■ Prompt ■
Please print exactly the lines running from the one that contains "the dark window" to the end of the data, with both lines included.

══════

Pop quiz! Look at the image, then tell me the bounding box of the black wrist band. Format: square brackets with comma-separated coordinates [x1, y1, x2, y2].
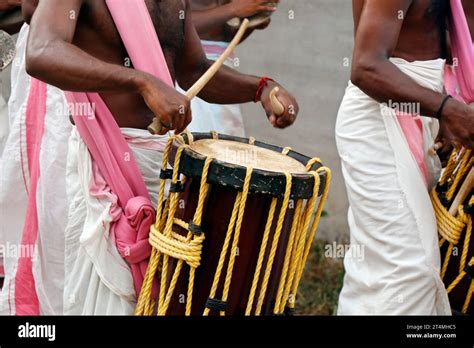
[436, 95, 452, 119]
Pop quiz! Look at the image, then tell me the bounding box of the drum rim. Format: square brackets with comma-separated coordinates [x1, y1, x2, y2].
[175, 132, 327, 199]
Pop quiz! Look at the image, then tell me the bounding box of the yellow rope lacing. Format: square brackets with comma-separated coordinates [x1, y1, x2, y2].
[431, 148, 473, 314]
[136, 135, 332, 316]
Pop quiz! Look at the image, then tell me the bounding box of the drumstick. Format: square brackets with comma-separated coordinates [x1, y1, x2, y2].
[448, 167, 474, 215]
[148, 19, 253, 135]
[270, 87, 285, 116]
[148, 18, 285, 134]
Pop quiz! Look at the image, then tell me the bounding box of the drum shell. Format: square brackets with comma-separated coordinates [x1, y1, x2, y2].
[164, 177, 297, 316]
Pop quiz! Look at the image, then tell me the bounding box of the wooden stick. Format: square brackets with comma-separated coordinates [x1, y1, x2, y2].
[449, 167, 474, 216]
[148, 19, 250, 135]
[270, 87, 285, 115]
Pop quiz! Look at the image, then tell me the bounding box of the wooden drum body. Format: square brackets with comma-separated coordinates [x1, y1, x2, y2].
[136, 133, 331, 316]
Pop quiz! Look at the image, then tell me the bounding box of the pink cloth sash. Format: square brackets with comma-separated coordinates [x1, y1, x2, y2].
[396, 113, 428, 183]
[14, 79, 46, 315]
[65, 0, 174, 298]
[445, 0, 474, 103]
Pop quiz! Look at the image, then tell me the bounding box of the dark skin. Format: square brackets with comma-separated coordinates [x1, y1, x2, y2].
[190, 0, 276, 42]
[0, 0, 21, 11]
[352, 0, 474, 149]
[0, 0, 23, 34]
[25, 0, 298, 134]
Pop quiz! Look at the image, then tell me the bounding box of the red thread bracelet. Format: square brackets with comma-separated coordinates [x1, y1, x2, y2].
[254, 77, 274, 103]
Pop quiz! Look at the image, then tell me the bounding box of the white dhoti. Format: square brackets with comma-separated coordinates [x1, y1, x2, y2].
[0, 94, 8, 157]
[336, 58, 451, 315]
[0, 24, 71, 315]
[63, 128, 166, 315]
[180, 40, 245, 137]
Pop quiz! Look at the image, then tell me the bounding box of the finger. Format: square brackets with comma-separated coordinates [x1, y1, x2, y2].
[275, 113, 296, 128]
[158, 113, 173, 131]
[176, 107, 192, 134]
[258, 5, 277, 12]
[158, 123, 170, 136]
[262, 98, 278, 126]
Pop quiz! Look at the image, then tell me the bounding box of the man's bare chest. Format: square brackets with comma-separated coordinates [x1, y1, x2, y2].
[78, 0, 185, 59]
[145, 0, 186, 52]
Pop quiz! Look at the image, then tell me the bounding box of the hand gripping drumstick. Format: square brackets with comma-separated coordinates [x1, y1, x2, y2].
[148, 18, 284, 134]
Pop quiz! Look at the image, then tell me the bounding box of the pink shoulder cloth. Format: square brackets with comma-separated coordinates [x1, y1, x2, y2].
[445, 0, 474, 103]
[65, 0, 174, 298]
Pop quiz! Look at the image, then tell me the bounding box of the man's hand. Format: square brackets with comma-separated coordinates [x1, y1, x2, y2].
[229, 0, 278, 19]
[437, 100, 474, 150]
[0, 0, 21, 11]
[139, 75, 192, 135]
[260, 81, 299, 128]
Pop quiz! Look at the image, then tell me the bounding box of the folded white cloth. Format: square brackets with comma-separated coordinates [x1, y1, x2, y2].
[0, 24, 72, 315]
[63, 128, 166, 315]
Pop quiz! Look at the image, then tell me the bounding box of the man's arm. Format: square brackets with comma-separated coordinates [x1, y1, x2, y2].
[26, 0, 147, 93]
[191, 0, 275, 41]
[26, 0, 192, 134]
[352, 0, 473, 148]
[0, 0, 21, 11]
[177, 0, 297, 128]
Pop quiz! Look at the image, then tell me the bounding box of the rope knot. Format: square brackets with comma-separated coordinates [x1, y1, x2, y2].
[149, 225, 205, 269]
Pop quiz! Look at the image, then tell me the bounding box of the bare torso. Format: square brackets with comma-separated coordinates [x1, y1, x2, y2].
[73, 0, 186, 129]
[353, 0, 447, 62]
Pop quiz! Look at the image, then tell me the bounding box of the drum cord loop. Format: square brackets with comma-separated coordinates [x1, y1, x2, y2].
[431, 147, 473, 314]
[136, 136, 211, 315]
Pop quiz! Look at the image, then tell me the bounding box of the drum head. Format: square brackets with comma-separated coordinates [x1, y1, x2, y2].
[0, 30, 15, 71]
[174, 133, 327, 199]
[190, 139, 308, 174]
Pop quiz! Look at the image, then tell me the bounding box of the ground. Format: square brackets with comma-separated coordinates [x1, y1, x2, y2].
[297, 238, 345, 315]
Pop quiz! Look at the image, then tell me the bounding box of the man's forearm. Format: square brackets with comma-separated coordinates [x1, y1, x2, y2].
[26, 38, 150, 94]
[191, 4, 236, 35]
[180, 60, 260, 104]
[352, 59, 450, 118]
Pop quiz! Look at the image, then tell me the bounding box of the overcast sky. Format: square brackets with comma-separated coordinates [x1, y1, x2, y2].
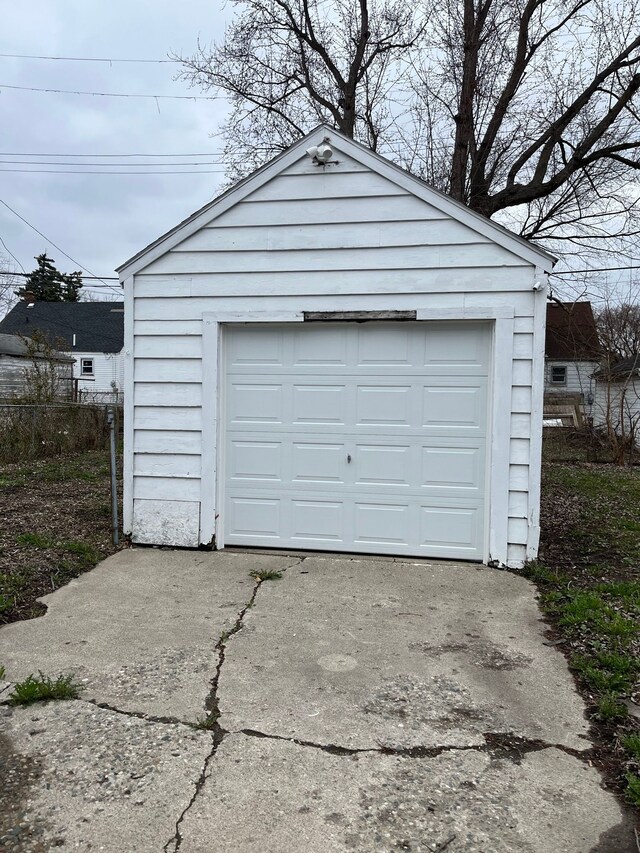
[0, 1, 232, 298]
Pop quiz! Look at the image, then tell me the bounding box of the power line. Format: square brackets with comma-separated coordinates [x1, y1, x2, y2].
[0, 159, 226, 167]
[0, 198, 122, 294]
[552, 265, 640, 275]
[0, 271, 119, 281]
[0, 236, 26, 273]
[0, 83, 221, 100]
[0, 151, 227, 157]
[0, 52, 177, 64]
[0, 168, 225, 175]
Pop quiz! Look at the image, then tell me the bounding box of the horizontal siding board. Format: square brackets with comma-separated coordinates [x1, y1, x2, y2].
[175, 219, 491, 253]
[144, 243, 524, 275]
[508, 517, 529, 545]
[134, 429, 202, 454]
[134, 406, 202, 431]
[134, 320, 202, 336]
[511, 413, 531, 438]
[135, 336, 202, 358]
[134, 269, 533, 310]
[512, 385, 532, 413]
[509, 438, 530, 465]
[514, 316, 534, 333]
[509, 464, 529, 490]
[214, 195, 449, 228]
[507, 543, 527, 566]
[513, 359, 533, 385]
[246, 171, 406, 202]
[508, 490, 528, 516]
[133, 476, 201, 501]
[134, 358, 201, 383]
[513, 333, 534, 359]
[134, 453, 201, 478]
[135, 382, 202, 406]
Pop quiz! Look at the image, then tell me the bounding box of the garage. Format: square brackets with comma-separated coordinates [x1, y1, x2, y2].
[223, 321, 489, 559]
[117, 123, 554, 567]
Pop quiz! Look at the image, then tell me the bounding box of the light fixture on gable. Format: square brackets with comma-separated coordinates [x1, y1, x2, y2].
[306, 139, 334, 165]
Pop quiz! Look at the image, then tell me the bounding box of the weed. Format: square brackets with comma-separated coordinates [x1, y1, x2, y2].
[0, 665, 5, 680]
[16, 532, 57, 549]
[9, 672, 81, 706]
[596, 693, 628, 721]
[572, 654, 636, 693]
[622, 733, 640, 762]
[63, 541, 101, 563]
[250, 569, 283, 582]
[195, 710, 220, 730]
[625, 773, 640, 807]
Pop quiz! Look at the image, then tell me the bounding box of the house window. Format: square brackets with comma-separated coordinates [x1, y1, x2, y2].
[81, 358, 94, 376]
[551, 365, 567, 385]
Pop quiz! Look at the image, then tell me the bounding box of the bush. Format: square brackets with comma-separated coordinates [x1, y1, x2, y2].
[0, 404, 111, 462]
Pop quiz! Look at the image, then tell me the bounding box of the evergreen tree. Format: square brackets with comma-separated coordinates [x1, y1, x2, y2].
[15, 253, 83, 302]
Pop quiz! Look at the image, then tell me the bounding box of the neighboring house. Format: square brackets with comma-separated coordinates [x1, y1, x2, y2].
[117, 124, 555, 568]
[544, 301, 601, 401]
[0, 301, 124, 403]
[0, 333, 74, 399]
[592, 355, 640, 440]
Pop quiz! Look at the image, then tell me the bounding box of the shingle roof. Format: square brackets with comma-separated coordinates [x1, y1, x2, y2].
[546, 302, 600, 360]
[0, 333, 74, 361]
[0, 301, 124, 353]
[593, 354, 640, 381]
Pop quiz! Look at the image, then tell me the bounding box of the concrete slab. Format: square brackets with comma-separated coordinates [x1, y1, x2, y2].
[0, 701, 212, 853]
[0, 548, 296, 721]
[219, 557, 591, 750]
[177, 733, 632, 853]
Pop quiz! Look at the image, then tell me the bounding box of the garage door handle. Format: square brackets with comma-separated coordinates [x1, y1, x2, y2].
[347, 454, 352, 463]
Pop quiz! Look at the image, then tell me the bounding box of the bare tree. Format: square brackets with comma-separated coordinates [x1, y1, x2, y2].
[179, 0, 640, 248]
[0, 252, 20, 318]
[594, 290, 640, 359]
[176, 0, 426, 180]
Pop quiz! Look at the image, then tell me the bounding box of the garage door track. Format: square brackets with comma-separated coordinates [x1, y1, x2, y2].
[0, 550, 635, 852]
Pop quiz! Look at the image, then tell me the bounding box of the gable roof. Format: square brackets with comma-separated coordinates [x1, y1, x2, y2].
[0, 333, 74, 362]
[545, 302, 600, 360]
[117, 124, 556, 278]
[0, 301, 124, 353]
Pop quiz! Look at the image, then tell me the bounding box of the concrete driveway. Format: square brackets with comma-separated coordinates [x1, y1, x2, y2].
[0, 549, 634, 852]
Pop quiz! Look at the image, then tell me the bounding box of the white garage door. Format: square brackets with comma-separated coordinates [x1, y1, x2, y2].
[223, 322, 490, 560]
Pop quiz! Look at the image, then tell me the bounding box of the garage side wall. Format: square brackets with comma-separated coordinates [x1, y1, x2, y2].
[124, 148, 545, 566]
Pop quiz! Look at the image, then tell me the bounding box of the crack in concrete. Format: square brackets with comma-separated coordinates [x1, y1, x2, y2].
[163, 557, 304, 853]
[81, 698, 195, 729]
[237, 726, 592, 764]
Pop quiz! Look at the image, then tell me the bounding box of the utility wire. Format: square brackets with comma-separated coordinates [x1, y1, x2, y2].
[552, 266, 640, 275]
[0, 159, 226, 167]
[0, 151, 226, 157]
[0, 236, 26, 272]
[0, 83, 222, 100]
[0, 52, 177, 63]
[0, 271, 120, 281]
[0, 168, 225, 174]
[0, 198, 122, 294]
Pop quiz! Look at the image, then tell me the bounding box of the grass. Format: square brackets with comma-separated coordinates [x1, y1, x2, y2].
[8, 671, 81, 706]
[528, 460, 640, 808]
[195, 710, 221, 730]
[249, 569, 283, 582]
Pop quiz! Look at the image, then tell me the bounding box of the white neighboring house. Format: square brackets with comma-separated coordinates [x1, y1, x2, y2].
[117, 124, 556, 568]
[544, 302, 601, 403]
[0, 300, 124, 403]
[592, 356, 640, 441]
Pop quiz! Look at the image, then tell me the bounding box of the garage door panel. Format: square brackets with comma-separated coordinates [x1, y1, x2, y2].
[228, 497, 280, 538]
[292, 325, 348, 365]
[228, 440, 282, 482]
[354, 502, 411, 545]
[422, 446, 483, 491]
[422, 385, 486, 430]
[420, 506, 481, 551]
[356, 325, 411, 365]
[224, 322, 490, 559]
[292, 442, 345, 484]
[290, 500, 344, 542]
[354, 444, 412, 486]
[227, 326, 284, 366]
[292, 384, 347, 424]
[229, 383, 283, 424]
[356, 386, 412, 425]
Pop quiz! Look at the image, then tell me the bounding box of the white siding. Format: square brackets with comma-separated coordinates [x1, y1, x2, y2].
[123, 133, 548, 566]
[592, 379, 640, 433]
[544, 360, 598, 397]
[73, 350, 125, 402]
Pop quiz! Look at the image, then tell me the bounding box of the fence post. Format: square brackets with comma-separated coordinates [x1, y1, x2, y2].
[106, 406, 119, 546]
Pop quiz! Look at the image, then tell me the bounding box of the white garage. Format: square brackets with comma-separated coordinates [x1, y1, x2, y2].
[117, 124, 554, 568]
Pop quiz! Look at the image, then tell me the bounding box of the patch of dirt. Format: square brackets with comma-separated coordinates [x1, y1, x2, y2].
[0, 451, 123, 624]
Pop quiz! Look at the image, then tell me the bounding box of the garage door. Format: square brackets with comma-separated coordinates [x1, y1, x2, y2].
[223, 322, 490, 559]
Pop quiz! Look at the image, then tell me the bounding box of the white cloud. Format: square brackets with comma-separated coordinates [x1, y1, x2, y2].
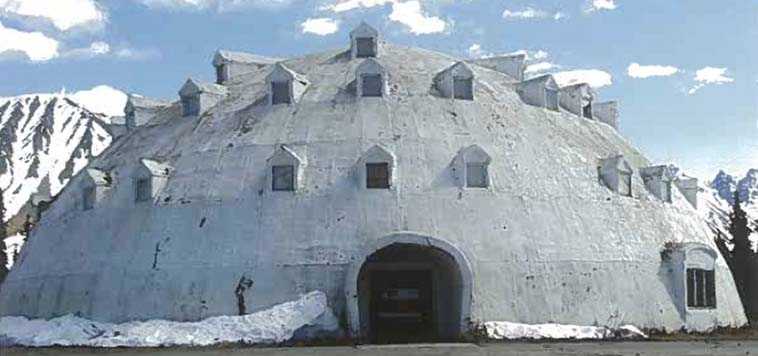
[627, 62, 679, 78]
[467, 43, 484, 58]
[688, 66, 734, 94]
[0, 0, 106, 31]
[525, 62, 561, 74]
[135, 0, 292, 11]
[70, 85, 128, 117]
[0, 20, 59, 61]
[301, 17, 339, 35]
[113, 47, 161, 60]
[64, 41, 111, 58]
[329, 0, 392, 12]
[553, 69, 613, 88]
[502, 7, 564, 21]
[388, 1, 446, 35]
[586, 0, 617, 12]
[531, 50, 549, 60]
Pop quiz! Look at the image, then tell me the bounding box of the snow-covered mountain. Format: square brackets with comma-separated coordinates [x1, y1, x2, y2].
[0, 93, 117, 227]
[698, 169, 758, 248]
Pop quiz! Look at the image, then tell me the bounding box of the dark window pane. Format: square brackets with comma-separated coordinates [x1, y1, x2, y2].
[687, 269, 696, 307]
[583, 103, 593, 119]
[216, 65, 225, 84]
[362, 74, 383, 97]
[82, 187, 95, 211]
[356, 37, 376, 58]
[545, 89, 559, 110]
[706, 270, 716, 308]
[181, 96, 199, 117]
[135, 178, 151, 202]
[696, 269, 706, 307]
[366, 163, 390, 189]
[272, 81, 291, 105]
[466, 163, 488, 188]
[272, 165, 295, 191]
[453, 77, 473, 100]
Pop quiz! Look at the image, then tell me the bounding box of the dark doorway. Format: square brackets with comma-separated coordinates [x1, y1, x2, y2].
[582, 103, 593, 118]
[357, 243, 463, 344]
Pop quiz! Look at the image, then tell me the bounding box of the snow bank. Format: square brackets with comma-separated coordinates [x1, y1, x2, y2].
[484, 321, 647, 340]
[0, 291, 339, 347]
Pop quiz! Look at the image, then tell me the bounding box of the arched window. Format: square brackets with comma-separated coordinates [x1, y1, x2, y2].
[356, 59, 386, 98]
[360, 145, 394, 189]
[457, 145, 491, 188]
[267, 145, 303, 192]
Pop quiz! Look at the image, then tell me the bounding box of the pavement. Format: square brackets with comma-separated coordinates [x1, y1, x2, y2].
[3, 341, 757, 356]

══════

■ Response ■
Pop quiz! Look at the image, then tell me the bounding box of the dark window pane. Format: square brackets with comma-separated coordinates [x1, y1, x2, y2].
[687, 269, 696, 307]
[583, 103, 593, 119]
[216, 65, 225, 84]
[362, 74, 383, 97]
[82, 187, 95, 211]
[356, 37, 376, 58]
[545, 89, 559, 110]
[706, 270, 716, 308]
[181, 96, 199, 117]
[135, 178, 151, 202]
[696, 269, 706, 307]
[366, 163, 390, 189]
[272, 81, 291, 105]
[466, 163, 488, 188]
[272, 165, 295, 191]
[453, 77, 473, 100]
Pop quiz! Look at the image, then tell me the bounding box of the dark doorway. Format: square brackets with comma-separated coordinates [x1, y1, x2, y2].
[582, 103, 593, 118]
[357, 243, 463, 344]
Pop quiz! Look at the image, then tell me the bounding box of the snow bank. Format: square brackets with comma-separated coordinates [x1, y1, x2, y2].
[484, 321, 647, 340]
[0, 291, 339, 347]
Pop quiz! Look at the image, then tell me the bounding box of the arched window. Format: square brackets with comma-separated coordinates [x1, y1, x2, y2].
[356, 59, 386, 98]
[360, 145, 394, 189]
[457, 145, 491, 188]
[267, 145, 303, 192]
Pop quiz! Look at the image, then tell me the bounding box of the pavement. Format: square brackets with comma-separated coordinates [x1, y1, x2, y2].
[3, 341, 757, 356]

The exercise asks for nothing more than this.